Passage shown

**********

The food is bad and the atmosphere is rotten, and yet I still can't drag myself away.
In a word, Subway is omnipresent. I probably eat there about once a month. So I know first-hand that it is terrible, and it needs to be stopped.
Firstly, let’s dispel the myth that Subway is good for you. Is a Subway sandwich better for you than, say, a bucket of fried chicken? Yes, but so is a Snickers bar. That doesn’t mean the Snickers bar or the Subway sandwich is healthy. The best thing Subway has going for it is the widespread acceptance that cheeseburgers, the primary product of its closest competitors, are always bad for you. Hungry diners, in the mood for something cheap and quick, end up comparing a sandwich loaded with lettuce and cold cuts to a greasy cheeseburger. If you’re at all health-conscious, it seems like a no-brainer.
But how much whole wheat is in Subway’s healthy sounding 9-grain wheat bread? None at all, actually. The first ingredient is enriched wheat, and the fourth ingredient is high-fructose corn syrup. In fact, there’s corn syrup in a lot of the stuff at Subway: the 9-grain bread, the sourdough bread, the salami, the pepperoni, the oven-roasted chicken patties, the teriyaki sauce, the bologna, the marinara sauce, the roast beef, the steak, the honey mustard, and the red wine vinaigrette. Jared, Subway’s speed-walking mascot, somehow failed to mentioned this.
With so many of their ingredients laced with corn syrup, it’s no surprise that most Subway menu items rival the caloric content of those at America’s most infamous burger chains. Yeah, assuming you get your foot-long chicken sandwich with no cheese or oil or mayo on it, you can likely avoid a lunch that exceeds 800 calories. But who eats like that? In reality you’ll probably order your oven-roasted chicken breast sub with cheese and mayonnaise on it, meaning it has almost 950 calories and more than 40 grams of fat. Toss in chips and a drink and you’ve got another 400 calories and about nine more grams of fat.
And what of the sandwiches that don’t pretend to be healthy? Well, they’re just loaded with fat. A foot-long meatball sandwich from Subway has nearly 1,100 calories and 46 grams of fat. By contrast, a Big Mac, with its 600 calories and 33 grams of fat, looks downright wholesome.

**********

Dataset entries:
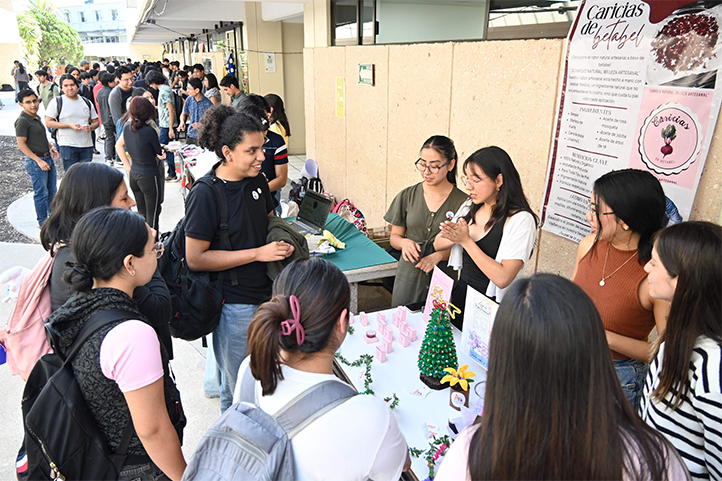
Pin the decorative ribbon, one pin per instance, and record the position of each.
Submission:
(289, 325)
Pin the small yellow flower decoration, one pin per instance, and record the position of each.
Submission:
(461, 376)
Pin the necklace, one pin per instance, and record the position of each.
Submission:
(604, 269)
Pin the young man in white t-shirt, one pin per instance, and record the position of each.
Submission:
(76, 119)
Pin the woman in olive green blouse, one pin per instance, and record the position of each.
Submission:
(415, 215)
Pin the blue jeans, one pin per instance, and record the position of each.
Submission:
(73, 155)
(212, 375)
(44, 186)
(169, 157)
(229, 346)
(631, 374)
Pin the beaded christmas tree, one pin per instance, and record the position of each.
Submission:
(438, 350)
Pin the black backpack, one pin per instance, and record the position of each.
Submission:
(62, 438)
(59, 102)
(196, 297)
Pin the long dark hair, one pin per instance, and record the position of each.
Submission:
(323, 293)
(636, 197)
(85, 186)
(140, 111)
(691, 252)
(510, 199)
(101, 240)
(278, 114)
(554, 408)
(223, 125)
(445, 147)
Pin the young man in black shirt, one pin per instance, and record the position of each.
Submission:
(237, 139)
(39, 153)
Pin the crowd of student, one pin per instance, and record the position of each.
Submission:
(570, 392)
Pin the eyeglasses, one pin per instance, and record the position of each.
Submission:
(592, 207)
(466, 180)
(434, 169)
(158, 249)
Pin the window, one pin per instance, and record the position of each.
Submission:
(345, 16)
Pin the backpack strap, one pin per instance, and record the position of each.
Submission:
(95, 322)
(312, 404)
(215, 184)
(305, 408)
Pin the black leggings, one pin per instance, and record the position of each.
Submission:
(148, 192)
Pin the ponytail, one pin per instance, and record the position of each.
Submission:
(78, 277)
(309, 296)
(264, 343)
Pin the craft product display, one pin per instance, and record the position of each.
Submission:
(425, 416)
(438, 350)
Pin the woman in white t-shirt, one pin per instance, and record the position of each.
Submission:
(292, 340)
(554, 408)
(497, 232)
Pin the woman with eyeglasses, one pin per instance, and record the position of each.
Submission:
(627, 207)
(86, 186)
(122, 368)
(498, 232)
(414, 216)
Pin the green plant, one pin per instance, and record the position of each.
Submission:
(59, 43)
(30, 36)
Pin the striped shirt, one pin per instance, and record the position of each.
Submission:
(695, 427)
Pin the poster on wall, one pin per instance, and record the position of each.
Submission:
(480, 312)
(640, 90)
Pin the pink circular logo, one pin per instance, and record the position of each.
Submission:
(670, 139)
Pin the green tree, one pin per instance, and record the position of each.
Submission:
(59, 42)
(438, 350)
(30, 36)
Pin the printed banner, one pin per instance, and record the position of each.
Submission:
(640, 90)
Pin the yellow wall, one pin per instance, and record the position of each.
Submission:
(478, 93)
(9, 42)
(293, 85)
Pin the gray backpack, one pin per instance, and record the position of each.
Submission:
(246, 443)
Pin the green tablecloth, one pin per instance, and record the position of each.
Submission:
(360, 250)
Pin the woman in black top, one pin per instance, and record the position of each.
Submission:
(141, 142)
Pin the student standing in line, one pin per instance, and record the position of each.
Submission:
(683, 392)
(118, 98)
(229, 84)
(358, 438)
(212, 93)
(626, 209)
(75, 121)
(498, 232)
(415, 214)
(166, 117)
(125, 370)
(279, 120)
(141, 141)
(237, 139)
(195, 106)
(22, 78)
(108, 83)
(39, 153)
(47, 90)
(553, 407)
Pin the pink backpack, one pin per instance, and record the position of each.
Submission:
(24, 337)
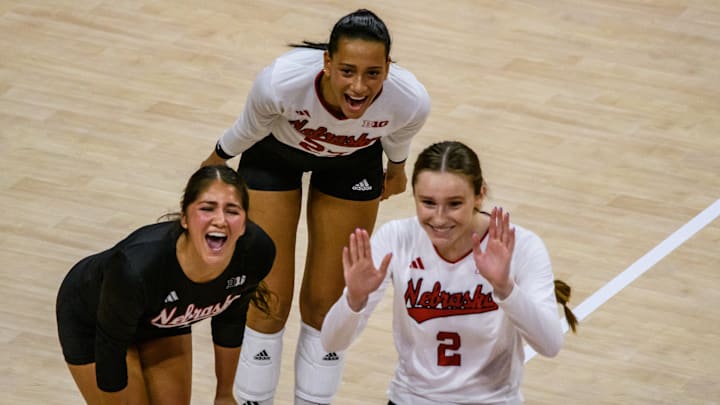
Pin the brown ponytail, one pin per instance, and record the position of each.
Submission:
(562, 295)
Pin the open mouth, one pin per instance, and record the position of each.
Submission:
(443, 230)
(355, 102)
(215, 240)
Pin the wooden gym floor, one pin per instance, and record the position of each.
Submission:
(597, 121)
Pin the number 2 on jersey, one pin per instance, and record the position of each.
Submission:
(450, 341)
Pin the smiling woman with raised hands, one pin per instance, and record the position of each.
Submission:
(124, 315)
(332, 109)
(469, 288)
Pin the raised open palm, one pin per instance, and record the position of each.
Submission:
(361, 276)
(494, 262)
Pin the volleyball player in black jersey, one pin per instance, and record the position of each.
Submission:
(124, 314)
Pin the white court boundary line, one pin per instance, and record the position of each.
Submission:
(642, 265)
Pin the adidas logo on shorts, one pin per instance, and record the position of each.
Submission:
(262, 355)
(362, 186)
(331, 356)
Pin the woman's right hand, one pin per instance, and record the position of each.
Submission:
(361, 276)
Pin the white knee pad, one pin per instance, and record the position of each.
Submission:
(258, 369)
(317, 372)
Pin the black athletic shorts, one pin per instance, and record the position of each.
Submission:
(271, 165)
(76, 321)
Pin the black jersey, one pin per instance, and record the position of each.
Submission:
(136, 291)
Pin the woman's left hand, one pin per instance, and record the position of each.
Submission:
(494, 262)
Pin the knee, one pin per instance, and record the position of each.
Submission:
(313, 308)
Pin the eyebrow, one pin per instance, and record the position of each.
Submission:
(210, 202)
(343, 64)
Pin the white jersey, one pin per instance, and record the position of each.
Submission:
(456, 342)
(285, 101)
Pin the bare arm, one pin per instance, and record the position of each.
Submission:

**********

Assigned task 1
Sum up the Subway passage in two sentences.
Assigned task 2
Answer these questions using facts from the Subway passage, one answer a line:
(a) What is the first ingredient of the 9-grain wheat bread?
(b) How many calories and grams of fat are in the oven-roasted chicken breast sub with cheese and mayonnaise?
(c) How many calories and grams of fat does a Big Mac have?
Assigned task 3
Please proceed with the Subway passage, picking up right after its final sentence.
The entries have nothing to do with the work on the Subway passage.

Exercise result 1
The writer eats at Subway about once a month and argues that its food is terrible and not actually healthy, since it mainly looks good next to cheeseburgers. Its 9-grain wheat bread contains no whole wheat, corn syrup shows up in many of its items, and typical orders like a chicken sub with cheese and mayo or a foot-long meatball sandwich carry as many calories and as much fat as burger-chain food, or more.

Exercise result 2
(a) Enriched wheat.
(b) Almost 950 calories and more than 40 grams of fat.
(c) 600 calories and 33 grams of fat.

Exercise result 3
Sure, a lot of places sell gross food. What makes eating at Subway almost unbearable is the fact that you feel like less of a person after doing so. The regimented ordering process by which you step forward and shuffle sideways is like Seinfeld’s Soup Nazi gag come to life. The next thing you know the “sandwich artist” is microwaving your protein of choice until it’s hot and rubbery enough to bounce. After that they sloppily throw together some sad looking vegetables and squirt some ranch dressing on everything, and then you’re done. Choosing what you want on your sandwich is supposed to make you feel unique. But I never feel like more of a pathetic cog in some giant wheel than when I eat at Subway.
And that’s the thing—I eat at Subway. Not often, but more than I eat at any other fast-food restaurant. It’s convenient, vegetarian friendly, and cheap. If you’re on a road trip or looking for a quick bite in a small, unfamiliar town, Subway is often one of the best options. That said, I still hate myself every time I open a Subway door and inhale the familiar scent of freshly baked corn-syrup bread. “Life has come to this again,” I think.
It pains me that I’ve ended up eating there instead of cooking real food for myself or visiting a local sandwich shop. It also pains me that Subway is the most popular restaurant in the world. Subway continues to be successful for the same reason many bad things—inefficient cars, factory farms, etc—persist: Sometimes you’re just too tired to care.